TASK TO CARRY OUT —
Copy the entries below word for word, but omit any pictures they contain.

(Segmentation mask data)
* * * * *

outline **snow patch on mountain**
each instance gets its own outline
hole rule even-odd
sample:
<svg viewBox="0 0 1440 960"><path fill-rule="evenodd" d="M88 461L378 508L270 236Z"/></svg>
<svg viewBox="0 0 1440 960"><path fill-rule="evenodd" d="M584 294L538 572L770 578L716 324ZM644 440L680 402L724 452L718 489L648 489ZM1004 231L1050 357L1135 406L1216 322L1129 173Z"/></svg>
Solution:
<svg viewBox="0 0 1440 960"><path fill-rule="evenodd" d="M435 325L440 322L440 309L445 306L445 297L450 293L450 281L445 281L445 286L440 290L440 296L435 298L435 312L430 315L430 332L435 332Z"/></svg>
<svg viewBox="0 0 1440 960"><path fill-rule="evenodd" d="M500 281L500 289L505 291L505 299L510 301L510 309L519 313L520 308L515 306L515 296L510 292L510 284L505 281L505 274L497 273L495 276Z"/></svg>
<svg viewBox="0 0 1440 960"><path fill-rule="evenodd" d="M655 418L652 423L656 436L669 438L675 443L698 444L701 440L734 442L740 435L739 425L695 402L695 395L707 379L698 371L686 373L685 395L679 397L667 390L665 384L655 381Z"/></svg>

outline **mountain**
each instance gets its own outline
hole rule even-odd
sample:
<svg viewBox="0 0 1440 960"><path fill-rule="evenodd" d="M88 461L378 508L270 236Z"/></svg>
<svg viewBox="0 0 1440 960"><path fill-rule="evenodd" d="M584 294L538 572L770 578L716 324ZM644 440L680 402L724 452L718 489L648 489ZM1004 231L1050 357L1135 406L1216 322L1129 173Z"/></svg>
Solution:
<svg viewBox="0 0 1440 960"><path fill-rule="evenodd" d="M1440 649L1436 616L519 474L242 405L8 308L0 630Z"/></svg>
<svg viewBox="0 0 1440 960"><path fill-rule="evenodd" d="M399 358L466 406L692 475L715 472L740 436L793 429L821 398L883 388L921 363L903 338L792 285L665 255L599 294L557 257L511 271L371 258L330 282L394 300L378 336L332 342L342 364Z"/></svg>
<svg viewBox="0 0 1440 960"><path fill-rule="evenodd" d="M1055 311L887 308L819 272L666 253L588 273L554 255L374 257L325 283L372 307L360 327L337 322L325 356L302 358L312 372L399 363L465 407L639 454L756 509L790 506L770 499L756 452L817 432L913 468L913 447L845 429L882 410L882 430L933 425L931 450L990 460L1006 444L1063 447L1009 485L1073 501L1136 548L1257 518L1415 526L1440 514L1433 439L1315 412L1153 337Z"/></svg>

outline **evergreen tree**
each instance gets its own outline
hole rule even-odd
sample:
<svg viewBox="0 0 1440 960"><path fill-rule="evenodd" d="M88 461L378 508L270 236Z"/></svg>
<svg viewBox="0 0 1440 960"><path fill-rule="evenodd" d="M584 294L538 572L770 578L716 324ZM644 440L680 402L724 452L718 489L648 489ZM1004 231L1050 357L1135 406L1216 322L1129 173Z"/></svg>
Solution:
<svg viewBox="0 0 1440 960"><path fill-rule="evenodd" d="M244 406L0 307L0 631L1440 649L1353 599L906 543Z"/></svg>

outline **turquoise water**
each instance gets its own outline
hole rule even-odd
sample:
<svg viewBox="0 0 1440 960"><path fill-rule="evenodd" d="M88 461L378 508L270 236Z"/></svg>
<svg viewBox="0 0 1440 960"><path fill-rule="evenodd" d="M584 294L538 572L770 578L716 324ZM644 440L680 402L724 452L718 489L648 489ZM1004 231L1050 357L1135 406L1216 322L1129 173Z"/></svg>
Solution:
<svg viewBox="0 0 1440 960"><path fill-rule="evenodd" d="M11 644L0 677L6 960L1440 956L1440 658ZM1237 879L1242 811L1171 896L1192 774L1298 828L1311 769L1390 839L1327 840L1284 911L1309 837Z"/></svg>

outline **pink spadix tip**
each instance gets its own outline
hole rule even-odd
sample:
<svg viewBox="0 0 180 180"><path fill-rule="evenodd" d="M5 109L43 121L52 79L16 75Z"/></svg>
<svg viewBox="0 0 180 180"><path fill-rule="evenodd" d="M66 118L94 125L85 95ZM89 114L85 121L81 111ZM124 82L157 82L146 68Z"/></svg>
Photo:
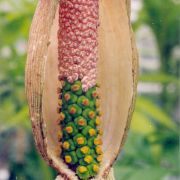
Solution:
<svg viewBox="0 0 180 180"><path fill-rule="evenodd" d="M60 79L82 81L84 91L96 84L98 0L61 0L58 55Z"/></svg>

* * * * *

REPLY —
outline **snow patch on mountain**
each instance gets its own outline
hole rule even-odd
sample:
<svg viewBox="0 0 1440 960"><path fill-rule="evenodd" d="M88 461L378 508L270 236Z"/></svg>
<svg viewBox="0 0 1440 960"><path fill-rule="evenodd" d="M584 294L538 572L770 578L716 324ZM644 440L680 402L724 452L718 489L648 489ZM1004 231L1050 357L1135 406L1216 322L1129 173Z"/></svg>
Solution:
<svg viewBox="0 0 1440 960"><path fill-rule="evenodd" d="M435 325L440 322L440 309L445 306L445 297L450 293L450 281L445 281L445 286L440 290L440 296L435 298L435 312L430 315L430 332L435 332Z"/></svg>
<svg viewBox="0 0 1440 960"><path fill-rule="evenodd" d="M500 281L500 289L505 291L505 299L510 301L510 309L519 313L520 308L515 306L515 296L510 292L510 284L505 281L505 274L497 273L495 276Z"/></svg>
<svg viewBox="0 0 1440 960"><path fill-rule="evenodd" d="M655 418L652 423L656 436L669 438L675 443L698 444L701 440L734 442L740 435L739 425L695 402L695 395L707 379L698 371L686 373L685 395L679 397L667 390L665 384L655 381Z"/></svg>

outline **mountain**
each instance gets its own outline
hole rule even-odd
sample:
<svg viewBox="0 0 1440 960"><path fill-rule="evenodd" d="M88 461L378 508L270 236Z"/></svg>
<svg viewBox="0 0 1440 960"><path fill-rule="evenodd" d="M584 294L538 572L770 578L716 324ZM644 440L680 402L724 452L718 489L648 489ZM1004 231L1050 357L1135 406L1216 322L1129 173Z"/></svg>
Solution:
<svg viewBox="0 0 1440 960"><path fill-rule="evenodd" d="M1440 649L1436 616L519 474L242 405L8 308L0 630Z"/></svg>
<svg viewBox="0 0 1440 960"><path fill-rule="evenodd" d="M399 358L466 406L692 475L715 472L740 436L793 429L821 398L883 388L921 363L903 338L792 285L665 255L599 294L557 257L511 271L371 258L330 282L394 300L378 336L332 342L342 364Z"/></svg>
<svg viewBox="0 0 1440 960"><path fill-rule="evenodd" d="M1055 311L887 308L819 272L666 253L588 273L554 255L374 257L325 283L372 307L360 327L337 322L325 356L302 358L312 372L399 363L465 407L639 454L756 509L790 506L770 499L756 452L817 432L913 468L913 447L845 429L882 410L882 430L933 425L931 450L990 460L1006 444L1063 447L1009 485L1073 501L1136 548L1257 518L1415 526L1440 514L1433 439L1315 412L1153 337Z"/></svg>

outline **evergreen tree**
each instance gets its own outline
hole rule even-odd
sample:
<svg viewBox="0 0 1440 960"><path fill-rule="evenodd" d="M88 461L378 508L270 236Z"/></svg>
<svg viewBox="0 0 1440 960"><path fill-rule="evenodd" d="M584 294L538 572L770 578L716 324ZM644 440L680 402L724 452L718 489L648 489ZM1004 231L1050 357L1135 406L1216 322L1129 173Z"/></svg>
Solution:
<svg viewBox="0 0 1440 960"><path fill-rule="evenodd" d="M244 406L0 307L0 631L1440 649L1353 599L906 543Z"/></svg>

outline **turquoise water**
each instance gets its own outline
hole rule even-odd
sample:
<svg viewBox="0 0 1440 960"><path fill-rule="evenodd" d="M88 461L378 508L270 236Z"/></svg>
<svg viewBox="0 0 1440 960"><path fill-rule="evenodd" d="M584 294L538 572L770 578L716 324ZM644 440L680 402L724 452L718 489L648 489ZM1004 231L1050 357L1135 406L1216 322L1129 173Z"/></svg>
Solution:
<svg viewBox="0 0 1440 960"><path fill-rule="evenodd" d="M11 644L0 677L6 960L1440 956L1440 658ZM1237 879L1242 811L1171 896L1192 774L1298 828L1311 769L1390 839L1327 840L1284 911L1309 837Z"/></svg>

outline **pink spadix tip**
each instance gets its own outline
hole rule even-odd
sample:
<svg viewBox="0 0 180 180"><path fill-rule="evenodd" d="M5 109L43 121L52 79L16 75Z"/></svg>
<svg viewBox="0 0 180 180"><path fill-rule="evenodd" d="M66 118L94 125L85 95ZM89 114L85 121L81 111ZM124 82L157 82L146 68Z"/></svg>
Photo:
Solution:
<svg viewBox="0 0 180 180"><path fill-rule="evenodd" d="M60 79L82 81L84 91L96 84L98 0L61 0L58 55Z"/></svg>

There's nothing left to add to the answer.